◆ **Requisitos**:
**a)** Según el fragmento sobre la humanización de las mascotas, ¿qué conductas propias de su especie se le restringen a un perro humanizado? Enuméralas todas.
**b)** En el fragmento sobre la humanización de las mascotas, ¿qué entidad lanzó la advertencia de no humanizar a los animales de compañía?

◆ **Fragmento de texto**:
El fanatismo por los animales, eso sí, debería darle inmejorable lugar al ratón, tan despreciado pero tan necesario a la hora de ponerse al servicio de la humanidad. Colaboran sin chistar ni pedir mimos para lanzar vacunas, mejorar tratamientos, anticipar fecundas líneas investigativas, pero curiosamente son despreciados por unos animalistas que gastan plata y cariño en domesticar esos chuchos que ni siquiera te van a echar una mano cuando estés resfriado.

Tiempo atrás, el Colegio de Veterinarios de la Provincia lanzo una advertencia: “No humanizar a las mascotas, porque atenta contra la autonomía, rasgos y necesidades del animal. Los animales con los que convivimos son parte de la familia y en ocasiones con la intención de demostrar el cariño, se cae en el error de humanizarlos”, alertaron desde la entidad profesional, explicando que la humanización o antropomorfismo consiste en adoptar cualquier actitud que asigne emociones, características, actitudes e inteligencia típicas del ser humano a un animal”.

Los responsables del Colegio detallaban a modo de ejemplo que “a un perro humanizado se le restringe la expresión de conductas de su especie como oler otros animales, revolcarse en el pasto o escarbar para esconder algún objeto”. En su lugar, agregan, “se le asignan otras acciones propias de los humanos, como celebrar cumpleaños, llevar ropa o consumir alimentos no adecuados” para su naturaleza o salud.

Lo de los carpinchos de Nordelta fue casi un desembarco colonizador que le abrió los ojos a otros colegas montaraces

Al enumerar las “consecuencias de invisibilizar las necesidades físicas, afectivas o sociales de los animales en función de atribuirles acciones o características humanas”, los expertos explicaron que éstas “varían desde trastornos en la conducta hasta problemas como irritabilidad, agresión, hiperapego, alteraciones de salud derivadas de una alimentación inadecuada para su especie (obesidad), estrés por falta de enriquecimiento ambiental o por imposibilidad de mostrar su comportamiento natural, o inseguridad por falta de sociabilización”. Fin del documento.

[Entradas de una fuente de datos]
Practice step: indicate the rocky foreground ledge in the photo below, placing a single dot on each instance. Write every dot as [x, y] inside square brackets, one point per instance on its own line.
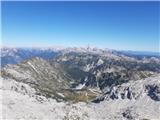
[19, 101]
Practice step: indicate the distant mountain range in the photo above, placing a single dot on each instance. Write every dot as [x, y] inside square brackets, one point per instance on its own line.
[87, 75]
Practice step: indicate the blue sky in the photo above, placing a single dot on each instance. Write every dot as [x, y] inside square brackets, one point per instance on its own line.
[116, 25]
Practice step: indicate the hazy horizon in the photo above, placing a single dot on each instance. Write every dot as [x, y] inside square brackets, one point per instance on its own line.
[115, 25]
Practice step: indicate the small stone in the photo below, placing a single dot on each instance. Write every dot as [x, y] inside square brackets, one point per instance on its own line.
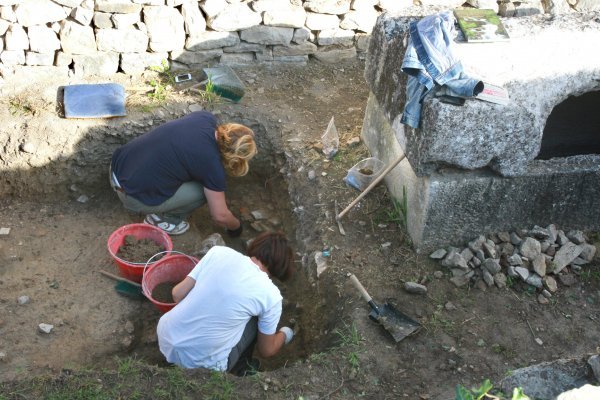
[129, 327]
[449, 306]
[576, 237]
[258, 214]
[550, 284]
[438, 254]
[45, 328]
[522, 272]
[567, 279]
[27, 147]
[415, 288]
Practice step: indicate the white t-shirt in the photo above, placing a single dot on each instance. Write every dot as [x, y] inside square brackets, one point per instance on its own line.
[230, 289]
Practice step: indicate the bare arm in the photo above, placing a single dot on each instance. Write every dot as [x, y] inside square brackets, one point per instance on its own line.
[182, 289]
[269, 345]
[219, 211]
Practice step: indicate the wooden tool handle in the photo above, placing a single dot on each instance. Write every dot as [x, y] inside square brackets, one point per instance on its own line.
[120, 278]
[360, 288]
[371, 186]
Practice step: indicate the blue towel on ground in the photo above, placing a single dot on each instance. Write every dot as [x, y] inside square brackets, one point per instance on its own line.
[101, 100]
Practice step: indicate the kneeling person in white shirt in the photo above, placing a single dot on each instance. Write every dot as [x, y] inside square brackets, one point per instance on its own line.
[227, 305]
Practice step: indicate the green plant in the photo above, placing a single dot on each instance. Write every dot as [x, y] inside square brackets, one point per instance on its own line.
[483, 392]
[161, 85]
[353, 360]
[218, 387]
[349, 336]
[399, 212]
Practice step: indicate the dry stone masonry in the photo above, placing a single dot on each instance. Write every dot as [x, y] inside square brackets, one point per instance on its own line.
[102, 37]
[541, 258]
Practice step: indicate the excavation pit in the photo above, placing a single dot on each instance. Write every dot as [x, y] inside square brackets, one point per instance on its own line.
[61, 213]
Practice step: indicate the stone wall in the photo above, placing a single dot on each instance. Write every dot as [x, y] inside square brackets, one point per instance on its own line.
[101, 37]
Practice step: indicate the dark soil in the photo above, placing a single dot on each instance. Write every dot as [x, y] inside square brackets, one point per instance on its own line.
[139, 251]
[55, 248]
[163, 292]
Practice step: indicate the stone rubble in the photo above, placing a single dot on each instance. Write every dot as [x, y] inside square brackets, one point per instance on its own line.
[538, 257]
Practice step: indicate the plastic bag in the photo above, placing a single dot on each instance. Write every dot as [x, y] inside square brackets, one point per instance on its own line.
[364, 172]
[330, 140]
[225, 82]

...

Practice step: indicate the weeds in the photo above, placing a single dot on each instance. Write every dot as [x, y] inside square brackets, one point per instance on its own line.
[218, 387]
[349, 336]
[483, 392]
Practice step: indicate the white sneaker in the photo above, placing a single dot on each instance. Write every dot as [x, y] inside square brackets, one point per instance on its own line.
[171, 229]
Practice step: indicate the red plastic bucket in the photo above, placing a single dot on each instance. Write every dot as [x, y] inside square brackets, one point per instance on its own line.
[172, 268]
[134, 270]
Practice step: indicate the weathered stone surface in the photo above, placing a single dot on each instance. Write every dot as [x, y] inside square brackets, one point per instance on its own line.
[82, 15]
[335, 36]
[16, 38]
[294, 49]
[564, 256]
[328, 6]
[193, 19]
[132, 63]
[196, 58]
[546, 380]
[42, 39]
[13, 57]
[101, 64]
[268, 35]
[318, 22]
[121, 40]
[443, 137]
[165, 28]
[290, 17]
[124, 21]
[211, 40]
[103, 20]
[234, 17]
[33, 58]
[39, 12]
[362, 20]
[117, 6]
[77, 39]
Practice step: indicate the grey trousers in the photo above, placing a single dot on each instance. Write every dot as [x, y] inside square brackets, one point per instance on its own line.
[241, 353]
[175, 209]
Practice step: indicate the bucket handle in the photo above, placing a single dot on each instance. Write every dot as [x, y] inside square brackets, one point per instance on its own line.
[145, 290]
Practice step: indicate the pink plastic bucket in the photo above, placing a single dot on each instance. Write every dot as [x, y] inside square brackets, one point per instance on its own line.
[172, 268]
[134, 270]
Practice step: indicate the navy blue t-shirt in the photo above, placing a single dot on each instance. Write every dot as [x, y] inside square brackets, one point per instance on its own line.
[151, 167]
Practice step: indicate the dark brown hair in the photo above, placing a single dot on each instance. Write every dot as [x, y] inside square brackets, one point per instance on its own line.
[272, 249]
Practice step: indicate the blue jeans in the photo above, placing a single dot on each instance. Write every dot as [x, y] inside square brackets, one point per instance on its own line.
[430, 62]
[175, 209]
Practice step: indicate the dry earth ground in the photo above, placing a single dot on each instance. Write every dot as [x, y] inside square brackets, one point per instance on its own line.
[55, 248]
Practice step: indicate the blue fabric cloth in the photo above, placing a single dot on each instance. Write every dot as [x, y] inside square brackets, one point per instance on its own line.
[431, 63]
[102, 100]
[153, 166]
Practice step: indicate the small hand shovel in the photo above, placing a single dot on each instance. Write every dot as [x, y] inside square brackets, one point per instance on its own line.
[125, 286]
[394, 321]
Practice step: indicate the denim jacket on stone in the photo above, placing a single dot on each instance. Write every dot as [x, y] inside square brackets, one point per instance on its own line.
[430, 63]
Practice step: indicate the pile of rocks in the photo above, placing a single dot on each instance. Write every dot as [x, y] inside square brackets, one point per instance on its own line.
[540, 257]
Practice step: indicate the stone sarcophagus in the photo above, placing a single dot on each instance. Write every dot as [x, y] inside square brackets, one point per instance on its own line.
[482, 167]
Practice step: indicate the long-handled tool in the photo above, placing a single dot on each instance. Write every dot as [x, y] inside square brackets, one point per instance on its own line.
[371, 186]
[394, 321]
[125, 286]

* * *

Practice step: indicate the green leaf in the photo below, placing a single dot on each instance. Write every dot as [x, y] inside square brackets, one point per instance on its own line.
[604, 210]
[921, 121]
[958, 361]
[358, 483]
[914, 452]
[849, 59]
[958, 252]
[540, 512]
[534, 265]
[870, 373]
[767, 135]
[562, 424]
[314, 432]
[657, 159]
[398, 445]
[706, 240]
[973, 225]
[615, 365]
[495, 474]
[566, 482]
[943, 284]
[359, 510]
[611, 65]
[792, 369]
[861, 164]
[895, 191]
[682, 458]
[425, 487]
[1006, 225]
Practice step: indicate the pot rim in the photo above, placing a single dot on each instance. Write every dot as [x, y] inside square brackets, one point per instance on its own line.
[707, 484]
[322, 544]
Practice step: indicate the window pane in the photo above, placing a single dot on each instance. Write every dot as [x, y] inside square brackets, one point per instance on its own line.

◆ **Respuestas**:
**a)**
- Oler otros animales
- Revolcarse en el pasto
- Escarbar para esconder algún objeto

**b)** El Colegio de Veterinarios de la Provincia.